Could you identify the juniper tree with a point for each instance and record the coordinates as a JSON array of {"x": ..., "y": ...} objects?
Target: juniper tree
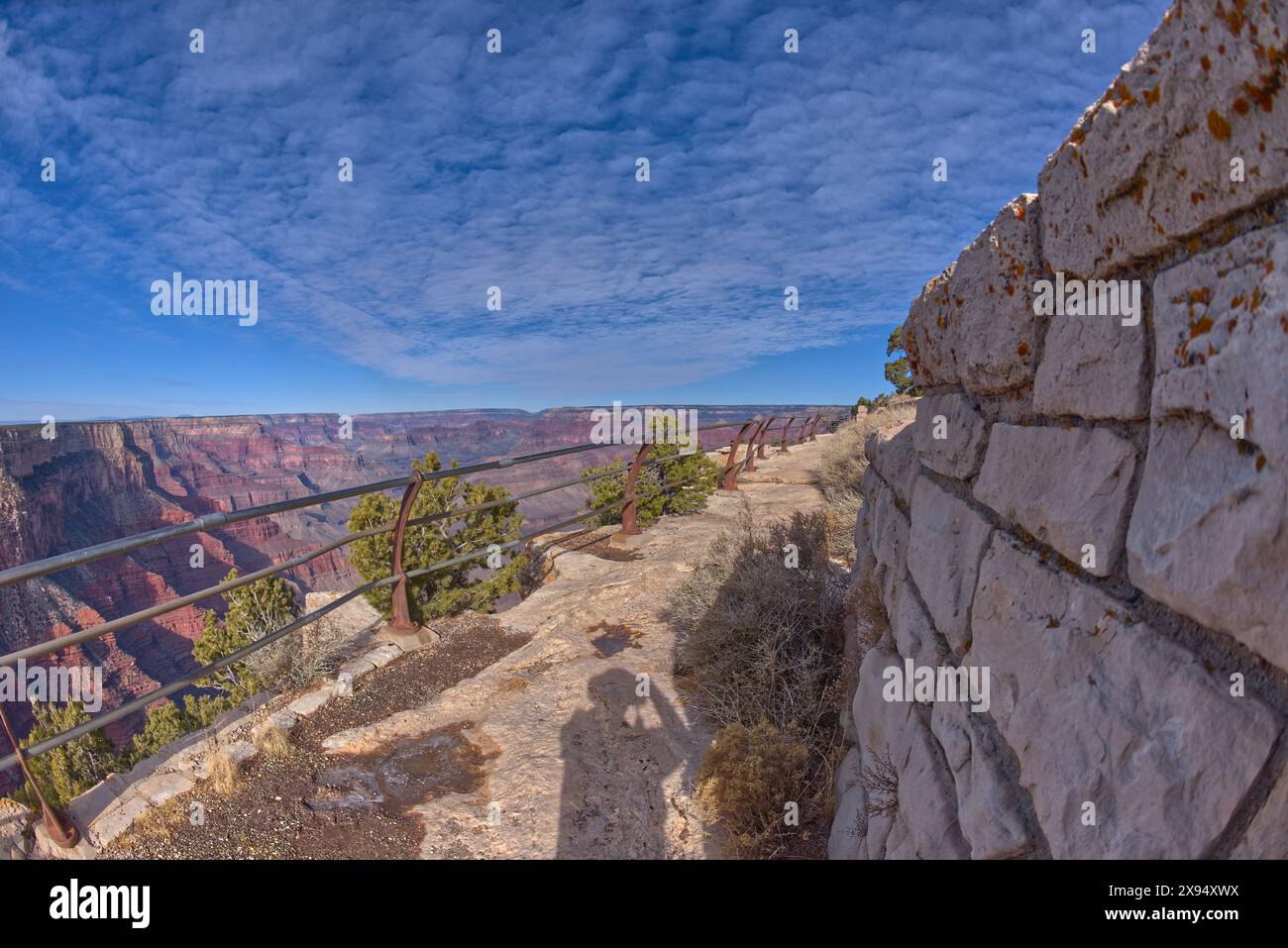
[
  {"x": 456, "y": 587},
  {"x": 694, "y": 478},
  {"x": 72, "y": 768}
]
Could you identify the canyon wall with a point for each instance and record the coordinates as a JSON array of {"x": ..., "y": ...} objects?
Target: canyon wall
[
  {"x": 1091, "y": 509},
  {"x": 99, "y": 480}
]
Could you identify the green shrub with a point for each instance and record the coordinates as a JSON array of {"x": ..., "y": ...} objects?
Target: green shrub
[
  {"x": 69, "y": 769},
  {"x": 694, "y": 478},
  {"x": 163, "y": 724},
  {"x": 447, "y": 590}
]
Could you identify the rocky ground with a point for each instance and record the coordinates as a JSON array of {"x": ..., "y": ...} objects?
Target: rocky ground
[{"x": 553, "y": 730}]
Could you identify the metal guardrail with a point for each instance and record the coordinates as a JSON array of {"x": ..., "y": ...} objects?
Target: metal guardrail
[{"x": 60, "y": 828}]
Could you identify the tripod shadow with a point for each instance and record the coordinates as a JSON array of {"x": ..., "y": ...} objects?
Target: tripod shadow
[{"x": 613, "y": 801}]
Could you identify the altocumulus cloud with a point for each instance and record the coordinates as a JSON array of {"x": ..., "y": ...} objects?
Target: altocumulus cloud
[{"x": 516, "y": 170}]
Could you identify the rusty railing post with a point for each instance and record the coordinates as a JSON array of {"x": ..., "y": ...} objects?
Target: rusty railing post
[
  {"x": 630, "y": 526},
  {"x": 787, "y": 433},
  {"x": 760, "y": 438},
  {"x": 730, "y": 476},
  {"x": 402, "y": 623},
  {"x": 751, "y": 447},
  {"x": 58, "y": 824}
]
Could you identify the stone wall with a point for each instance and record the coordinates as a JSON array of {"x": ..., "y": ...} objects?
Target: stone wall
[{"x": 1096, "y": 511}]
==========
Could you rewrite the stretch from the line containing "Could you identify the metal" through the end of the items as a Markdown table with the columns Row and Line, leaving out any blank lines?

▶ Result for this exercise
| Row | Line |
|---|---|
| 1 | Could you identify the metal guardrail with a point for each instance and record the coordinates as a JSON array of {"x": ..., "y": ...} objects? |
| 2 | Target: metal guardrail |
| 3 | [{"x": 60, "y": 828}] |
| 4 | Could you identify the tripod shadow with a point for each instance and record the coordinates as a JSON array of {"x": ..., "y": ...} objects? |
| 5 | Target: tripod shadow |
| 6 | [{"x": 613, "y": 801}] |
| 7 | Could you identify the altocumulus cloud with a point for each instance and record the coordinates as a JSON array of {"x": ..., "y": ...} objects? |
| 8 | Target: altocumulus cloud |
| 9 | [{"x": 516, "y": 170}] |
| 10 | Could you identify the rusty railing post with a point for each instance and record the coordinates as a JSON array of {"x": ..., "y": ...} objects? |
| 11 | Target: rusty railing post |
| 12 | [ |
| 13 |   {"x": 630, "y": 526}, |
| 14 |   {"x": 787, "y": 433}, |
| 15 |   {"x": 760, "y": 438}, |
| 16 |   {"x": 730, "y": 476}, |
| 17 |   {"x": 402, "y": 623}, |
| 18 |   {"x": 751, "y": 447}, |
| 19 |   {"x": 58, "y": 824} |
| 20 | ] |
| 21 | Could you identify the stone wall with a point for each instance and record the coordinates as a JSON array of {"x": ..., "y": ...} objects? |
| 22 | Target: stone wall |
| 23 | [{"x": 1096, "y": 511}] |